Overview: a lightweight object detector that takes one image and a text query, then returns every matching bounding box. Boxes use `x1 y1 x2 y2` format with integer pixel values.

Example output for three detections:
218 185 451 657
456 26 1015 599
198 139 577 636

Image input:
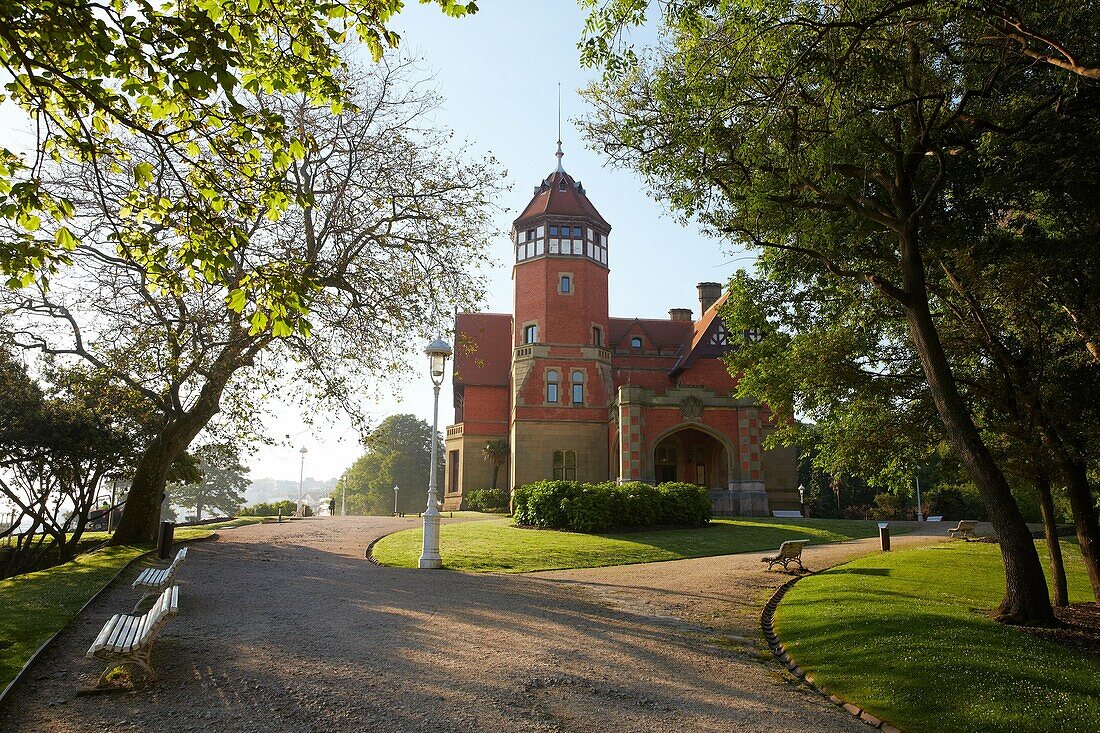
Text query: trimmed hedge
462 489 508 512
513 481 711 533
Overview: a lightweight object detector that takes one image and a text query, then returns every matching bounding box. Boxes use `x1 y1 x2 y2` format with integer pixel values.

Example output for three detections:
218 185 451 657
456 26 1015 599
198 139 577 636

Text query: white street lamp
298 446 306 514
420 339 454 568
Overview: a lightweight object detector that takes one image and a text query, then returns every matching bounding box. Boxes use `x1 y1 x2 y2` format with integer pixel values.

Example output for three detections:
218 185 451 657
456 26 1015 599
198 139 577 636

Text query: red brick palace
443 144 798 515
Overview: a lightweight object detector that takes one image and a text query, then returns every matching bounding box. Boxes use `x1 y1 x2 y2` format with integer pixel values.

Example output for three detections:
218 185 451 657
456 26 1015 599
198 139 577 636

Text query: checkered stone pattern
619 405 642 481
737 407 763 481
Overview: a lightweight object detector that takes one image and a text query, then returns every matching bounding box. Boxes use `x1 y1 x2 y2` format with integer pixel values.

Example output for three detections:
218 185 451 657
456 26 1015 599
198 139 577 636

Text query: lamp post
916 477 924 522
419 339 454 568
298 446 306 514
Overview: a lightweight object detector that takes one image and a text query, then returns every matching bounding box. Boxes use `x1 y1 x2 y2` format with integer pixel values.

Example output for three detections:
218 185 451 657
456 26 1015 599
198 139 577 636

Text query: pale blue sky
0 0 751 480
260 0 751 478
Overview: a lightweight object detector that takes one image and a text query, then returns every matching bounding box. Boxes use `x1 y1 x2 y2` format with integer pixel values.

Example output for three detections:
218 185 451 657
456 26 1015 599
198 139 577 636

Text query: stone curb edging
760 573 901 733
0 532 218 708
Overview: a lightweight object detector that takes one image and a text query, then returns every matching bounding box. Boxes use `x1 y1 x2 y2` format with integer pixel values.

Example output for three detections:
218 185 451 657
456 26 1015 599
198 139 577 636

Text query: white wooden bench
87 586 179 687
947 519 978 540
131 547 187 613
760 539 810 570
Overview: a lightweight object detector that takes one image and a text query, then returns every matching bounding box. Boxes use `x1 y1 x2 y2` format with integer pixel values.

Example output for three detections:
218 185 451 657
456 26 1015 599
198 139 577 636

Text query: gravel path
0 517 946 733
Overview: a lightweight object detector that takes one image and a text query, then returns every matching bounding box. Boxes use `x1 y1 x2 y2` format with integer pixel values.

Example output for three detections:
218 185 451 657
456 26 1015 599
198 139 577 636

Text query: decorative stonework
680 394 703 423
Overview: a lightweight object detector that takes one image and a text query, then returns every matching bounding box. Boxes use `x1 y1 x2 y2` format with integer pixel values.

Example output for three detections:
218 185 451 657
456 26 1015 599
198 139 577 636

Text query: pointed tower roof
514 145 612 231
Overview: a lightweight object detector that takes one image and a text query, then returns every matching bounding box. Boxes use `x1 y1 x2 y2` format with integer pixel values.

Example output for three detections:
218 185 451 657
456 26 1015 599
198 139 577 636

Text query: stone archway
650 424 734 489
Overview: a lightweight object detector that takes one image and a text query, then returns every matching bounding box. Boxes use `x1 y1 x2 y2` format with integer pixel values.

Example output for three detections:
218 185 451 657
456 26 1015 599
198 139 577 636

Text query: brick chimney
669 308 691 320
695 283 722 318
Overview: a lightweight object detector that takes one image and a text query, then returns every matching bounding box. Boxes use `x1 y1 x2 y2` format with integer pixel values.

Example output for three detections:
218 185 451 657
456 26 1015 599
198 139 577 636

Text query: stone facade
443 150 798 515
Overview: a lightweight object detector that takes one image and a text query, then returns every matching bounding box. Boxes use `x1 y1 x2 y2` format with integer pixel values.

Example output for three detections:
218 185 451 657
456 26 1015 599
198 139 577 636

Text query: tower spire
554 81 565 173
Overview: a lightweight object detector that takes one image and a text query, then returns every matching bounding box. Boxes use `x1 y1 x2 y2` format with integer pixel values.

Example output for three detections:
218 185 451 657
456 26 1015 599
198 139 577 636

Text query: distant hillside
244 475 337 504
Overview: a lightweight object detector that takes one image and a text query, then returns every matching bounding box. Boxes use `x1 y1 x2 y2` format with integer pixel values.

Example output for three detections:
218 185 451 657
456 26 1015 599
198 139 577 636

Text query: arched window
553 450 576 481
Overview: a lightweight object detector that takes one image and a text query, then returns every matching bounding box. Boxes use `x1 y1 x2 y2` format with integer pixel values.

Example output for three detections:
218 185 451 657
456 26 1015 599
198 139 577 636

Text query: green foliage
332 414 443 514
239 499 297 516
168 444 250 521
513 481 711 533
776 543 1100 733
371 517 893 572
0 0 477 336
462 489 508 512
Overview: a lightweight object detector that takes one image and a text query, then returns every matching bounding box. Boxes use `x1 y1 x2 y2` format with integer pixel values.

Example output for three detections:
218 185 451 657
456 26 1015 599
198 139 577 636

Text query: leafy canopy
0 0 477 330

▬▬▬▬▬▬▬▬▬▬

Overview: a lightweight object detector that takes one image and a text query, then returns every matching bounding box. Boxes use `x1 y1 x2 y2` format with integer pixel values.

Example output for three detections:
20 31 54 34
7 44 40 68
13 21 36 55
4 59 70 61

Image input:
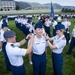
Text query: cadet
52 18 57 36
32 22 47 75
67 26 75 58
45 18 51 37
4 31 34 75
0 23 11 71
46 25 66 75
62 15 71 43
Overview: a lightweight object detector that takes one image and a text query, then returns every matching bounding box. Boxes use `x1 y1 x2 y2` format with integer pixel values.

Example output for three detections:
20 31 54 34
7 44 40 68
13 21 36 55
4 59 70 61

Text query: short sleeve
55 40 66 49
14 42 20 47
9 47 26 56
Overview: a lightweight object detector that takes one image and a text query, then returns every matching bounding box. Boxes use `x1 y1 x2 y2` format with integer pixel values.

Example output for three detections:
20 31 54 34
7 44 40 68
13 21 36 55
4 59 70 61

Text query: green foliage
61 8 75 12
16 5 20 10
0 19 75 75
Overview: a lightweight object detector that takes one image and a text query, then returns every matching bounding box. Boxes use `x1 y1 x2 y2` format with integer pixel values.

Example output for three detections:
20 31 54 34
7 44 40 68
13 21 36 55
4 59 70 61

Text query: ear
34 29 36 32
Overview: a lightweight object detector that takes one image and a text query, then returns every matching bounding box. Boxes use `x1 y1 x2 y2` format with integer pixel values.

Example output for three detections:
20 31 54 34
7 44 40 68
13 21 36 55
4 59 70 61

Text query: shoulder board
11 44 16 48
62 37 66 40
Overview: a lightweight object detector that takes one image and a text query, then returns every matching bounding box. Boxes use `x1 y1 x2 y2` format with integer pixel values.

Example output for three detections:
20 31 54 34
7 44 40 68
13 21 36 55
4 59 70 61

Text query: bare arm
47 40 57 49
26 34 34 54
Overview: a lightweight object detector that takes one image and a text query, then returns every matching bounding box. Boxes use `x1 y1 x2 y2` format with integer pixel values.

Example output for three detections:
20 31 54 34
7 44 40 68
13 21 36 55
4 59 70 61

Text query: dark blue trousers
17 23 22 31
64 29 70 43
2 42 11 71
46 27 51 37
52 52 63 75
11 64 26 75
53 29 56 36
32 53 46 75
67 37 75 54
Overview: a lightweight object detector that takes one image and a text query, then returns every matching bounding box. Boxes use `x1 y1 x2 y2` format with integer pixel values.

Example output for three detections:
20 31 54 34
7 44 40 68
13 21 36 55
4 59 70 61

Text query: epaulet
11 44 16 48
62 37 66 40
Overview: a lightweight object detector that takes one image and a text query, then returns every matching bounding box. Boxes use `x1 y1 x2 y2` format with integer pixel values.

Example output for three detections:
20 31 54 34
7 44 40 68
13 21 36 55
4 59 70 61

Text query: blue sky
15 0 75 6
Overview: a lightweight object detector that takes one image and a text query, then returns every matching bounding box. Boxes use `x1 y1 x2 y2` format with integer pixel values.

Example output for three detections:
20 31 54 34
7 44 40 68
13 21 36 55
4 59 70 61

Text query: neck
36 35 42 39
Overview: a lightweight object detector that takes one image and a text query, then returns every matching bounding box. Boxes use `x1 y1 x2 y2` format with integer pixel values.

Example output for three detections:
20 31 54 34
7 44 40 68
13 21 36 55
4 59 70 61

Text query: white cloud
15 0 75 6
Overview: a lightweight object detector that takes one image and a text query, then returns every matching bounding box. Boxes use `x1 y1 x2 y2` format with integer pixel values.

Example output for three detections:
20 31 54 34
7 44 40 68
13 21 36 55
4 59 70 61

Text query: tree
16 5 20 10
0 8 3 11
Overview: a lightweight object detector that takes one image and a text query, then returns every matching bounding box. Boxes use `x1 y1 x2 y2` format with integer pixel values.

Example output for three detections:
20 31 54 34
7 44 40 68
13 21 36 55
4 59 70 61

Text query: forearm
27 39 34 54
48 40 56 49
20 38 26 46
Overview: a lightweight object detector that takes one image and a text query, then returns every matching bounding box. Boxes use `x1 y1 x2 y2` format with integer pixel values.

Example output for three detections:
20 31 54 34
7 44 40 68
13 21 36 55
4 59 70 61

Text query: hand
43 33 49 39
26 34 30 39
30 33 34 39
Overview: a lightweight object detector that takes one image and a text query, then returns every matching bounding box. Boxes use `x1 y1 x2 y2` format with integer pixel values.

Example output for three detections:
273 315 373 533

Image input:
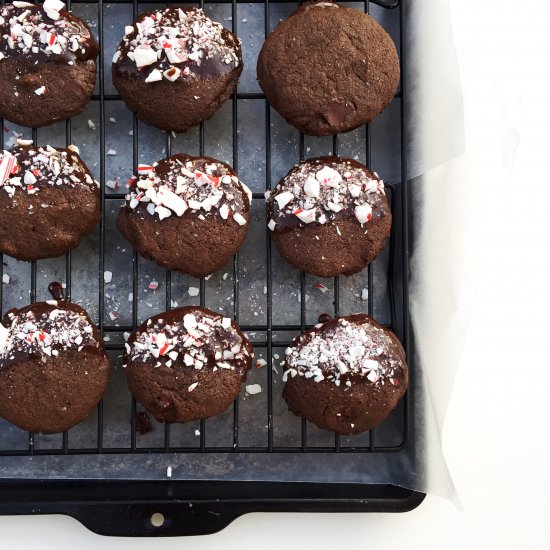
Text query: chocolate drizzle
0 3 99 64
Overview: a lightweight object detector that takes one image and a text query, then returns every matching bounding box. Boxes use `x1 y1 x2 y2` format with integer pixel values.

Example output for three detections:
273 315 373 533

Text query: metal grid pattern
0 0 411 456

▬▬▬▬▬▬▬▬▬▬

**課題説明:** 上の項目のうち、「brick」という語を含む行はどれですか？該当する行をすべて集め、そのまま書き写してください。

**この課題の解答:**
Text query: red brick palace
Text query: brick chimney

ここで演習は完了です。